→ **Selected extract**:
▶

Review — The OpenNMT Neural Machine Translation Toolkit: 2020 Edition

OpenNMT Website: https://opennmt.net

4 min readJun 18, 2022

**OpenNMT: open source ecosystem for neural machine translation and neural sequence learning**

The OpenNMT Neural Machine Translation Toolkit: 2020 Edition
OpenNMT: Neural Machine Translation Toolkit,
OpenNMT: Open-Source Toolkit for Neural Machine Translation, OpenNMT, by SYSTRAN, Ubiqus, and Harvard SEAS
2020 AMTA, 2018 AMTA, 2017 ACL, Over 20, 90, 1600 Citations Respectively (Sik-Ho Tsang @ Medium)
Natural Language Processing, NLP, Neural Machine Translation, NMT

OpenNMT is a multi-year open-source ecosystem for neural machine translation (NMT) and natural language generation (NLG).
OpenNMT has been used in several production MT systems.
This is a paper to introduce OpenNMT toolkit rather than a NMT method.

Outline

OpenNMT
Experimental Results

1. OpenNMT

**Features implemented by OpenNMT-py (column py) and OpenNMT-tf (column tf)**

It supports a wide range of model architectures (ConvS2S, GPT-2, Transformer, etc.) and training procedures for neural machine translation as well as related tasks such as natural language generation and language modeling.

OpenNMT-py: A user-friendly and multimodal implementation benefiting from PyTorch ease of use and versatility.

◀

→ **Extracted entries**:
▶

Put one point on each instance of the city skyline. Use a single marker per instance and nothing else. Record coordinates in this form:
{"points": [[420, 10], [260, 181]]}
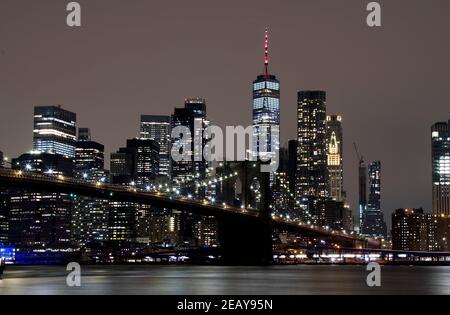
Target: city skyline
{"points": [[414, 133]]}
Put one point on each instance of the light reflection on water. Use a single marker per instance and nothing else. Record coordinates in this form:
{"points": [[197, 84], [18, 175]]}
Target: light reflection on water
{"points": [[217, 280]]}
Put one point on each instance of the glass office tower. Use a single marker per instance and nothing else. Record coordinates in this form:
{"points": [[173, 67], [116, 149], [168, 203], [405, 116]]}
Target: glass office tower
{"points": [[54, 130], [266, 109], [440, 155]]}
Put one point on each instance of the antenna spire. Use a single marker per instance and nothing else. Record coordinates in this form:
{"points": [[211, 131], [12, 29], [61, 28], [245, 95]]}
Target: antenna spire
{"points": [[266, 51]]}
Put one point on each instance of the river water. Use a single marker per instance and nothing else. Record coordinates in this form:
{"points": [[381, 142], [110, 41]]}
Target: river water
{"points": [[224, 280]]}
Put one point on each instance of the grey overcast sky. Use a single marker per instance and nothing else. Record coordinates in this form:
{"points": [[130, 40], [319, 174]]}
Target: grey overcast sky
{"points": [[144, 57]]}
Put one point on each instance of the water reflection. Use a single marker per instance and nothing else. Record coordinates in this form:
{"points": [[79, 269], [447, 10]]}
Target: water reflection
{"points": [[216, 280]]}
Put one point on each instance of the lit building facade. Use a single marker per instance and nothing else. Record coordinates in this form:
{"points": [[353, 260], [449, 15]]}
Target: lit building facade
{"points": [[414, 230], [54, 131], [312, 172], [335, 157], [158, 128], [41, 220], [440, 155], [266, 110]]}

◀

→ **Exercise description**: Can you summarize the OpenNMT review in two sentences?

→ **Task answer**: OpenNMT is a multi-year open-source ecosystem for neural machine translation and natural language generation that has been used in several production MT systems, and the paper introduces this toolkit rather than an NMT method. It supports a wide range of model architectures, such as ConvS2S, GPT-2 and Transformer, along with training procedures for translation and related tasks, and its OpenNMT-py implementation is user-friendly and multimodal, benefiting from PyTorch's ease of use and versatility.